##### RAW RECORDS #####

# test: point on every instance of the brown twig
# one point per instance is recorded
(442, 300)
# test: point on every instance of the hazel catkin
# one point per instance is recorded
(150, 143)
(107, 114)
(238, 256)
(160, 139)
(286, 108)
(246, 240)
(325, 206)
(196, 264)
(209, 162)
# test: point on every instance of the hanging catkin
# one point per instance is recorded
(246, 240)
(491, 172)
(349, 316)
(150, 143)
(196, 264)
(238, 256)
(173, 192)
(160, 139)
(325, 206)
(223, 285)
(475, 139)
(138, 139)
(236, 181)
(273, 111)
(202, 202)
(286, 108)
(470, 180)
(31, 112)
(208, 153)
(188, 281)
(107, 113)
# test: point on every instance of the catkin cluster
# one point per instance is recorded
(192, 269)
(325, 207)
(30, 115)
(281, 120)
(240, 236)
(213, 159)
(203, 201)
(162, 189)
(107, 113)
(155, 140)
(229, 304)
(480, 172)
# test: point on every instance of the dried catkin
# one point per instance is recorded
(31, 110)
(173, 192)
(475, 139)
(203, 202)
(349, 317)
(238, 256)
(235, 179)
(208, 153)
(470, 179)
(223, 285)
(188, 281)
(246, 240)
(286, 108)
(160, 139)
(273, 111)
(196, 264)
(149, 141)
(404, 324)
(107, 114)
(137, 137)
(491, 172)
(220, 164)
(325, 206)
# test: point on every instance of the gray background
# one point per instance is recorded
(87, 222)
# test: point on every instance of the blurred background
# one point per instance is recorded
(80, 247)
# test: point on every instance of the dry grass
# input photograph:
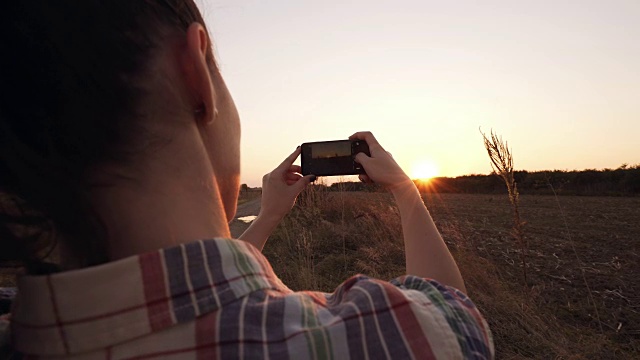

#####

TASK GOAL
Reproduce all of the material above verbatim, line for line, and leave the picture out of your copy.

SOLUTION TO THIS TASK
# test: point on every instance of the brown twig
# one point per instance is recorded
(442, 300)
# test: point on every instance of the hazel catkin
# one point per instance is recorded
(150, 143)
(107, 114)
(238, 256)
(160, 139)
(286, 108)
(246, 240)
(325, 206)
(196, 264)
(209, 162)
# test: point on every instance of the hanging catkin
# one point per instance is recorded
(246, 240)
(491, 172)
(349, 316)
(150, 143)
(196, 264)
(238, 256)
(173, 192)
(160, 139)
(325, 206)
(223, 285)
(475, 139)
(138, 139)
(236, 181)
(273, 111)
(202, 202)
(286, 108)
(470, 180)
(31, 112)
(208, 153)
(188, 281)
(107, 113)
# test: point on every instance of the catkin cluster
# one point per instance is recorded
(192, 269)
(325, 207)
(30, 115)
(281, 120)
(240, 236)
(213, 159)
(203, 201)
(162, 189)
(107, 113)
(155, 140)
(229, 304)
(480, 172)
# test: point on every instance of the dried catkin
# one point per instance is recorded
(31, 110)
(173, 192)
(475, 139)
(203, 202)
(349, 317)
(238, 256)
(235, 179)
(208, 153)
(470, 179)
(223, 285)
(188, 281)
(246, 240)
(286, 108)
(160, 139)
(273, 111)
(196, 264)
(149, 141)
(404, 324)
(107, 114)
(137, 137)
(491, 172)
(220, 164)
(325, 206)
# test: point on every instance of the gray background
# one point per instance is recorded
(87, 222)
# test: point on every instance of the blurred background
# one point per instance is recorded
(80, 247)
# test: point on every instance of the dry grass
# input photograph:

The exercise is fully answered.